Given passage:
= = = = =
# **IEOR 4571 Fall 2020 Homework2 Report**


- Hu, Bo (uni: bh2569)
- Qin, Rui (uni: rq217)
- Yuan, Shuibenyang (uni: sy2938)

In [1]:
%load_ext autoreload
%autoreload 2 
import sys
sys.path.append('../')

from src.utils import loading, Spark
import pyspark.sql.functions as F
import pyspark.sql.types as T
import pandas as pd
import numpy as np
# create spark session
spark = Spark()

Spark UI address http://127.0.0.1:4041


# Objective

**Objective function**

The goal is to create lists of movies that users might be interested in. 

**Metrics**

* Root Mean Square Error (RMSE): $RMSE = \sqrt{\frac{\sum_{(u, j) \in E}^{} e_{uj}^2}{\lvert E \rvert}}$, where $e_{ij} = \hat{r}_{uj} - r_{uj}$.

* Accuracy: ratio of ratings such that both predicted value and actual value larger or equal to 3 or both predicted value and actual value less than 3.

* Coverage: ratio of users or movies whose number of both predicted values and actual values larger or equal to 3 larger or equal to k.

**Intended users**

The recommendation system is created for the general audience so that everyone who enjoys movies benefits from the system.

**Business rules**

In order to keep the user entertained rather than only focusing on what they already know, one business rule we come up with is to include at least two different genres when recommending k movies even though the predicted rating might be low. Since our business goal is to benefit all movie lovers, we believe letting them expose to as many genres as possible is fundamental.
= = = = =
Exercise task 1:
Using the homework report, decide whether each of these statements agrees with it, and answer yes or no with the deciding words quoted: (a) The recommendation system is meant for the general audience. (b) The business rule calls for at least three different genres when recommending k movies. (c) Accuracy counts ratings where the predicted and actual values are both at least 3 or both below 3.
Exercise task 2:
Quote the part of the homework report starting at "# **IEOR 4571" and ending at "sys.path.append('../')".
= = = = =
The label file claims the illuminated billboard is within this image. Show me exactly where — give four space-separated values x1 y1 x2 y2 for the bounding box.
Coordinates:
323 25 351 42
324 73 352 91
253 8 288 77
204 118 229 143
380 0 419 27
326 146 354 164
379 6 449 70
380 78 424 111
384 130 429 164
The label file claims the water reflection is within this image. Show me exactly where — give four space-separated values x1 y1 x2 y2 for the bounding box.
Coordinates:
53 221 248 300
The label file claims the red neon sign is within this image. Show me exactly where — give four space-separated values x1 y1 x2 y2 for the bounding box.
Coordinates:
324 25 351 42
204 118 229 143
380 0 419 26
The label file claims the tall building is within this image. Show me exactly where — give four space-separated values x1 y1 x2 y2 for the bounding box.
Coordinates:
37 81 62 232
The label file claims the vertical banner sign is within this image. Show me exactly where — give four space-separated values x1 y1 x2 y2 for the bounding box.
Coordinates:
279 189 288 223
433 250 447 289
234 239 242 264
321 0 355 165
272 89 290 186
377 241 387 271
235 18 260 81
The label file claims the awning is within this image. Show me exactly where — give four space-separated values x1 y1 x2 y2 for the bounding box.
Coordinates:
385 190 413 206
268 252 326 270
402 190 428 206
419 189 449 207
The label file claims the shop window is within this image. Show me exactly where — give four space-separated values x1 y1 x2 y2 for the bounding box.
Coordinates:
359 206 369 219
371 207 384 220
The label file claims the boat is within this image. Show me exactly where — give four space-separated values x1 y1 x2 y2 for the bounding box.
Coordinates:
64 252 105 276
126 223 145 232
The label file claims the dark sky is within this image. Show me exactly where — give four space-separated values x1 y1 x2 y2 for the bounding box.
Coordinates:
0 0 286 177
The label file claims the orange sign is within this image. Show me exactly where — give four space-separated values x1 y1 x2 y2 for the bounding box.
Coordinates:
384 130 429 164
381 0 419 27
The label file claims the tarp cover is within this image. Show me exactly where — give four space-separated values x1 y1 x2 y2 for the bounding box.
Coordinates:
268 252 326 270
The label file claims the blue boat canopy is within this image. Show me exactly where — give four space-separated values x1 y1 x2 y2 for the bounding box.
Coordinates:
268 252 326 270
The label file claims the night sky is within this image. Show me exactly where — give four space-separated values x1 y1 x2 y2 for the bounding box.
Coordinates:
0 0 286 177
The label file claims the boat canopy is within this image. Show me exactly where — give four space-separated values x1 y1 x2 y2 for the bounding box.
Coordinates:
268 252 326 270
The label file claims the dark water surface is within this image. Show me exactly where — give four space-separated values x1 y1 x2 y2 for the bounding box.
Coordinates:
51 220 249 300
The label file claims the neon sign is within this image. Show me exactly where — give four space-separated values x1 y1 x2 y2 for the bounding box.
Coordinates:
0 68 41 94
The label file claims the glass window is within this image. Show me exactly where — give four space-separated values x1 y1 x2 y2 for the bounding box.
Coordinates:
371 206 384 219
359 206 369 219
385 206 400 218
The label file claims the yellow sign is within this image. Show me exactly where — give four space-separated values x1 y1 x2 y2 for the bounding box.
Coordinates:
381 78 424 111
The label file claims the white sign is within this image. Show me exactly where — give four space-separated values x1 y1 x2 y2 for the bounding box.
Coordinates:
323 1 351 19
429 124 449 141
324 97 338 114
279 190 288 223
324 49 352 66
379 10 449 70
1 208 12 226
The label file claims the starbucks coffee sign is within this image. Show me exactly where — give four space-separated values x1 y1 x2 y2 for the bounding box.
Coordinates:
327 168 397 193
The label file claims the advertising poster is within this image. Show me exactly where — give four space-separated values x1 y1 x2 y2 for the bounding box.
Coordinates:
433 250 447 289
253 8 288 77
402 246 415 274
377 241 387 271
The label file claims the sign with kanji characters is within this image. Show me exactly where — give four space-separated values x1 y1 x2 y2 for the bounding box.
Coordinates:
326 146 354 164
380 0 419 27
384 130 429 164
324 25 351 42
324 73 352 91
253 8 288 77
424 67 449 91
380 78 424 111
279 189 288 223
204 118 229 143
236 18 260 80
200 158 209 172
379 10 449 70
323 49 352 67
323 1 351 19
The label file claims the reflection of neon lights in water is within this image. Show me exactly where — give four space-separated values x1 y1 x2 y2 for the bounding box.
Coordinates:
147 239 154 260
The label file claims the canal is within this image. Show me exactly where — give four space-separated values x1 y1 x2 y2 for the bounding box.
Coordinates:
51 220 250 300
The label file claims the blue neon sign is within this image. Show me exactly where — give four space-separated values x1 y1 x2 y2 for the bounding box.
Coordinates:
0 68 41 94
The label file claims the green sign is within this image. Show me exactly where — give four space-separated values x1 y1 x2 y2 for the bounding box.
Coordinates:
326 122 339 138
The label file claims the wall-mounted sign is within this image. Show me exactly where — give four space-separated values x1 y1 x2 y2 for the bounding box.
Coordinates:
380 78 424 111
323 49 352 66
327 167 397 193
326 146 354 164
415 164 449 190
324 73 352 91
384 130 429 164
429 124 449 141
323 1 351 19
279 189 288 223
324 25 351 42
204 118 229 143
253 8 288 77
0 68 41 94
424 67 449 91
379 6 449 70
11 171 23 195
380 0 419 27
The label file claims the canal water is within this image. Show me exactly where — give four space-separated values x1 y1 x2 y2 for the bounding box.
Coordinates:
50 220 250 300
= = = = =
Task solution 1:
(a) Yes: "The recommendation system is created for the general audience"
(b) No: "include at least two different genres when recommending k movies"
(c) Yes: "both predicted value and actual value larger or equal to 3 or both predicted value and actual value less than 3"

Task solution 2:
# **IEOR 4571 Fall 2020 Homework2 Report**


- Hu, Bo (uni: bh2569)
- Qin, Rui (uni: rq217)
- Yuan, Shuibenyang (uni: sy2938)

In [1]:
%load_ext autoreload
%autoreload 2 
import sys
sys.path.append('../')